* [What is asked] Copy out the items below unchanged, except put "Look closely" wherever "Inspect carefully" appears.

* [Entries shown]

"""

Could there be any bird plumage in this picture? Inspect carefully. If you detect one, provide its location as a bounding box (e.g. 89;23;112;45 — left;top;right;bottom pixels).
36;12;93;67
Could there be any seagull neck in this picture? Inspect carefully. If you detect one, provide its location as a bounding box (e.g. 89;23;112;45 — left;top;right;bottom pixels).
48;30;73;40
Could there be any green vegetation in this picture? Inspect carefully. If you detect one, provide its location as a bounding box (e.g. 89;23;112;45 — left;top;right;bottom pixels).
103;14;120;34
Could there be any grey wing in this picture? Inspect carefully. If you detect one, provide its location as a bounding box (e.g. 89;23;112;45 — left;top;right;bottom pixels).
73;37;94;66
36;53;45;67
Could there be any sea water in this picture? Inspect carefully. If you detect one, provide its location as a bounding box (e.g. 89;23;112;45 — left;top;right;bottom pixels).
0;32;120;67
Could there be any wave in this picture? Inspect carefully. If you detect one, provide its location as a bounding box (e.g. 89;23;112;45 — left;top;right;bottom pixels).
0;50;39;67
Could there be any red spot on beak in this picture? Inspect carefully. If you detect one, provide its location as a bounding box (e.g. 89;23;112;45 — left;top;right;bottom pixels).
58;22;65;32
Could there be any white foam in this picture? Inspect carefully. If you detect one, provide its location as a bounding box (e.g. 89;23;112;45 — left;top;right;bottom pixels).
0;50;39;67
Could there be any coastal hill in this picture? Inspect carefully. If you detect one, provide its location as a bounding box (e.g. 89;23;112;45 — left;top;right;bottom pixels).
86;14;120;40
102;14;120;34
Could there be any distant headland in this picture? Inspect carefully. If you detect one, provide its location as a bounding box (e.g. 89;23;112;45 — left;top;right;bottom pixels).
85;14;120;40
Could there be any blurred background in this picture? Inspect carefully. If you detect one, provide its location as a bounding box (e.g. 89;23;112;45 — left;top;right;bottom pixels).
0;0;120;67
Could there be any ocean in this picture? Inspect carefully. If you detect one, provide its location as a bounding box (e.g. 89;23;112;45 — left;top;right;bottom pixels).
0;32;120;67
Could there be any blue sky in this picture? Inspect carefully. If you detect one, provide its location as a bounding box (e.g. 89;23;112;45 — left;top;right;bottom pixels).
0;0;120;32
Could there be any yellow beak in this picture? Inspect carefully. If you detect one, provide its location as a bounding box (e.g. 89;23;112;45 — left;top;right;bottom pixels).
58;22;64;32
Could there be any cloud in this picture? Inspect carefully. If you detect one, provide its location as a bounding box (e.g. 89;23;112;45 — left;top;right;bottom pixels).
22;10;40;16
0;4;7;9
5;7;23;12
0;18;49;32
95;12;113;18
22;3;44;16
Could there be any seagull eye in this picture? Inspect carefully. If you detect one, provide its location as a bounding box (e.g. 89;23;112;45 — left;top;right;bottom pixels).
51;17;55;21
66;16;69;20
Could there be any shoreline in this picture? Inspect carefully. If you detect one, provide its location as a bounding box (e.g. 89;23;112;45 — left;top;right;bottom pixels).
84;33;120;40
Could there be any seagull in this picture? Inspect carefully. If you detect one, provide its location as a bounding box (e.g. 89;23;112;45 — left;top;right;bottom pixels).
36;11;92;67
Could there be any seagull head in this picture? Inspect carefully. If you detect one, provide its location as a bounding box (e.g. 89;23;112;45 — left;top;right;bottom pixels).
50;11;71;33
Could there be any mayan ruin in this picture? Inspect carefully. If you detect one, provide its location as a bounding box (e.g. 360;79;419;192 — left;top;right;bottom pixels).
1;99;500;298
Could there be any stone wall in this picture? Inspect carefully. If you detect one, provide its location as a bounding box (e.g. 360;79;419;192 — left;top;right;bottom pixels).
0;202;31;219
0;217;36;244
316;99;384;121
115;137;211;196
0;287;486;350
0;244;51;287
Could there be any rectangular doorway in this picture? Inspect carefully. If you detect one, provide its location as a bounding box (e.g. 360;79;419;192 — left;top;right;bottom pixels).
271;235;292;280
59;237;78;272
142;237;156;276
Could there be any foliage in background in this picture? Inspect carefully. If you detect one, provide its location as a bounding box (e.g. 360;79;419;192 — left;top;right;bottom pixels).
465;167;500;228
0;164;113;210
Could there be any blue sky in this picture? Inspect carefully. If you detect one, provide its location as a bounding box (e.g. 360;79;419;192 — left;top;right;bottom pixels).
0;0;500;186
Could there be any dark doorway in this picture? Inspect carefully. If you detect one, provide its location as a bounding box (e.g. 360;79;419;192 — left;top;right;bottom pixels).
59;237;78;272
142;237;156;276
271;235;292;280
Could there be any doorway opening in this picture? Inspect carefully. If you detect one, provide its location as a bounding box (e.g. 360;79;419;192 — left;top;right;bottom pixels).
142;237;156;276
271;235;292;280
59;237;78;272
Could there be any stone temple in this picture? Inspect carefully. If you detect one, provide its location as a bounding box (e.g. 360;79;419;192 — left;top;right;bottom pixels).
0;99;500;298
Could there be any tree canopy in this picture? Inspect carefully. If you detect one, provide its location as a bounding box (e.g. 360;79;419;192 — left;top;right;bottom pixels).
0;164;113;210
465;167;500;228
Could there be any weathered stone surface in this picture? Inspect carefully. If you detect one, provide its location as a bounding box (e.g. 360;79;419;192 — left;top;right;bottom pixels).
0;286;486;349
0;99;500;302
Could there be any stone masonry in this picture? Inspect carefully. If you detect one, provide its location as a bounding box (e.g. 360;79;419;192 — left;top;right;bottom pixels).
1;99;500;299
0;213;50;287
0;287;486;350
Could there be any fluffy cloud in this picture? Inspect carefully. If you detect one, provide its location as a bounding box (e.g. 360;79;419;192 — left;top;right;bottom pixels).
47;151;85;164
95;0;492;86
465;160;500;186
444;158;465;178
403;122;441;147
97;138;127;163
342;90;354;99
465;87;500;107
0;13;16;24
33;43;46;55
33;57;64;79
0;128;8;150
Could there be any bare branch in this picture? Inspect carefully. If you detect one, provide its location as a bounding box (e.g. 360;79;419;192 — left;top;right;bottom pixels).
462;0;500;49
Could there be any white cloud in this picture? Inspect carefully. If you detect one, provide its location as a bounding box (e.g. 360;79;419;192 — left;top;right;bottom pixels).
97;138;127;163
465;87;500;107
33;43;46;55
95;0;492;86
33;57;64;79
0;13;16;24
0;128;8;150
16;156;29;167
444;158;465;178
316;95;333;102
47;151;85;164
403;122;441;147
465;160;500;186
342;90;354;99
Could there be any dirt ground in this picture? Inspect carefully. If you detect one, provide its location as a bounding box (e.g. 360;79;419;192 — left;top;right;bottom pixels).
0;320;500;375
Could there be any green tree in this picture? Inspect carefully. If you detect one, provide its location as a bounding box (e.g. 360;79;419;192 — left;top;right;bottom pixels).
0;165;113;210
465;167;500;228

"""

* [Solution to this problem]
Could there be any bird plumage in this picture? Look closely. If you detect one, provide its location as a bounding box (e.g. 89;23;112;45 — left;top;right;bottom pixels).
36;12;93;67
Could there be any seagull neck in this picture? Look closely. If you detect one, provide its location as a bounding box (e.g. 89;23;112;45 — left;top;right;bottom pixels).
48;30;73;40
Could there be any green vegetation in this picture? Look closely. If you detect one, provide its location as a bounding box (e.g. 89;23;112;45 — left;top;right;bottom pixels).
103;14;120;34
Could there be any grey wing in this picture? Look closely. If you detect one, provide its location as a bounding box (e.g. 89;23;112;45 — left;top;right;bottom pixels).
73;37;94;66
36;53;45;67
Could there be any sea water in this picture? Look closely. If you detect one, provide its location as a bounding box (e.g. 89;23;112;45 — left;top;right;bottom pixels).
0;32;120;67
Could there be any wave in this picture? Look closely. If you detect one, provide its location as a bounding box (e.g. 89;23;112;45 — left;top;right;bottom pixels).
0;50;39;67
Could there be any red spot on beak in this picture? Look closely. If you detect one, provide its location as a bounding box (e.g. 89;23;112;45 — left;top;right;bottom pixels).
58;22;65;32
Could there be any white foam in this picture? Look closely. If you detect one, provide its location as a bounding box (e.g. 89;23;112;45 — left;top;right;bottom pixels).
0;50;39;67
Could there be any coastal hill in this picture? Look closely. If you detect one, provide its location as a bounding box (e.g. 89;23;112;45 — left;top;right;bottom pixels).
86;14;120;40
102;14;120;34
Could there be any distant headland in this picture? Look closely. If you detect one, provide its location as a bounding box (e.g. 89;23;112;45 — left;top;right;bottom pixels).
85;14;120;40
Could there be any blurred background in this picture? Look closely. If you detect one, provide its location as a bounding box (e.g. 89;23;112;45 — left;top;right;bottom pixels).
0;0;120;67
Could there be any ocean in this picture? Look closely. If you detect one, provide its location as a bounding box (e.g. 89;23;112;45 — left;top;right;bottom pixels).
0;32;120;67
Could there be any blue sky in this picture? Look closely. If you detect one, provide its location as a bounding box (e.g. 89;23;112;45 — left;top;right;bottom pixels).
0;0;120;32
Could there be any yellow beak in this picture? Look closely. If you detect one, provide its location as a bounding box (e.g. 89;23;112;45 — left;top;right;bottom pixels).
58;22;64;32
Could there be any cloud in this picture? Look closely. If you detect one, provide its location as a bounding box (e.g. 89;23;112;45 — left;top;right;bottom pixels).
22;10;40;16
0;4;7;9
5;7;23;12
0;18;49;32
95;12;113;18
22;3;44;16
Could there be any seagull eye in this picture? Look closely. If you detect one, provide its location as a bounding box (e.g. 89;23;112;45 — left;top;right;bottom pixels).
51;17;55;21
66;16;69;20
Could there be any shoreline in this picture? Look closely. If you detect one, provide its location as a bounding box (e.g. 89;23;112;45 — left;top;right;bottom pixels).
84;33;120;40
Could there be any seagull in this picture? Look closely. If you detect one, provide its location as a bounding box (e.g. 89;23;112;45 — left;top;right;bottom pixels).
36;11;92;67
Could there be any seagull head in this picture? Look closely. If you detect one, provide its location as a bounding box (e.g. 89;23;112;45 — left;top;right;bottom pixels).
50;11;71;33
Could there be any mayan ruin in this picture? Look closely. If you detect one, provide its location as a bounding box (e.g. 360;79;419;192 — left;top;right;bottom pixels).
1;99;500;298
Could there be any stone wall in this picture? Look closely. If you detect one, provide its location as a bounding box (e.g. 360;79;419;192 — left;top;right;bottom pixels).
0;202;31;219
0;217;36;244
316;99;384;121
115;137;211;196
0;287;486;350
0;244;51;287
Could there be any rectangular doorway in this picture? Look closely. If you detect one, provide its location as a bounding box (e.g. 360;79;419;192 — left;top;right;bottom pixels).
271;235;292;280
59;237;78;272
142;237;156;276
Could there be any foliage in background in this picture? Look closely. If you detect one, provide its location as a bounding box (e.g. 360;79;419;192 — left;top;right;bottom pixels).
465;167;500;228
0;164;113;210
Could there be any blue sky in this picture? Look closely. If you detect one, provide its location as a bounding box (e.g. 360;79;419;192 — left;top;right;bottom pixels).
0;0;500;186
Could there be any dark doorway in this picture? Look closely. If you detect one, provide its location as a bounding box (e.g. 360;79;419;192 — left;top;right;bottom pixels).
59;237;78;272
142;237;156;276
271;235;292;280
Could there be any doorway opening in this picture? Look closely. If you detect one, provide its location as a bounding box (e.g. 360;79;419;192 — left;top;right;bottom pixels).
142;237;156;276
271;235;292;280
59;237;78;272
Could there be any stone temple in this picture? Look closely. If you detect one, provide its location as a bounding box (e.g. 360;79;419;192 — left;top;right;bottom pixels).
0;99;500;298
Could there be any tree canopy in this picture? Look closely. If you detect one, provide its location as a bounding box (e.g. 360;79;419;192 — left;top;right;bottom pixels).
0;164;113;210
465;167;500;228
Could there be any weathered stone surface in this picture? Look closely. If you detect one, provide its location as a bounding box (e.g. 360;79;419;192 — left;top;right;bottom pixels).
0;286;486;349
0;99;500;302
Could there be any stone masonry in this picture? Look closely. If you detect one, provide its location as a bounding box (e.g. 360;79;419;192 — left;top;right;bottom pixels).
1;99;500;299
0;213;50;287
0;287;486;350
Could there be any fluffy cloud in this picture? Look closely. If you detect one, provide its location as a bounding box (e.g. 360;79;419;192 — left;top;right;bottom pixels).
47;151;85;164
95;0;492;86
465;160;500;186
444;158;465;178
403;122;441;147
97;138;127;163
342;90;354;99
465;87;500;107
0;13;16;24
33;43;46;55
33;57;64;79
0;128;8;150
Could there be any bare branch in this picture? Look closely. If you detect one, provide its location as a bounding box (e.g. 360;79;419;192 — left;top;right;bottom pixels).
462;0;500;49
Could there be any white cloud in this picture? Look closely. If you detect one, provide its location as a bounding box (e.g. 360;79;419;192 — left;top;right;bottom pixels).
97;138;127;163
465;87;500;107
33;43;46;55
95;0;492;86
33;57;64;79
0;13;16;24
0;128;8;150
16;156;29;167
444;158;465;178
316;95;333;102
47;151;85;164
403;122;441;147
465;160;500;186
342;90;354;99
Could there be any dirt ground in this picture? Look closely. If you detect one, provide its location as a bounding box (e.g. 360;79;419;192 — left;top;right;bottom pixels).
0;320;500;375
Could there be any green tree in this picture? Look closely. If you detect one, provide its location as a bounding box (e.g. 360;79;419;192 — left;top;right;bottom pixels).
0;165;113;210
465;167;500;228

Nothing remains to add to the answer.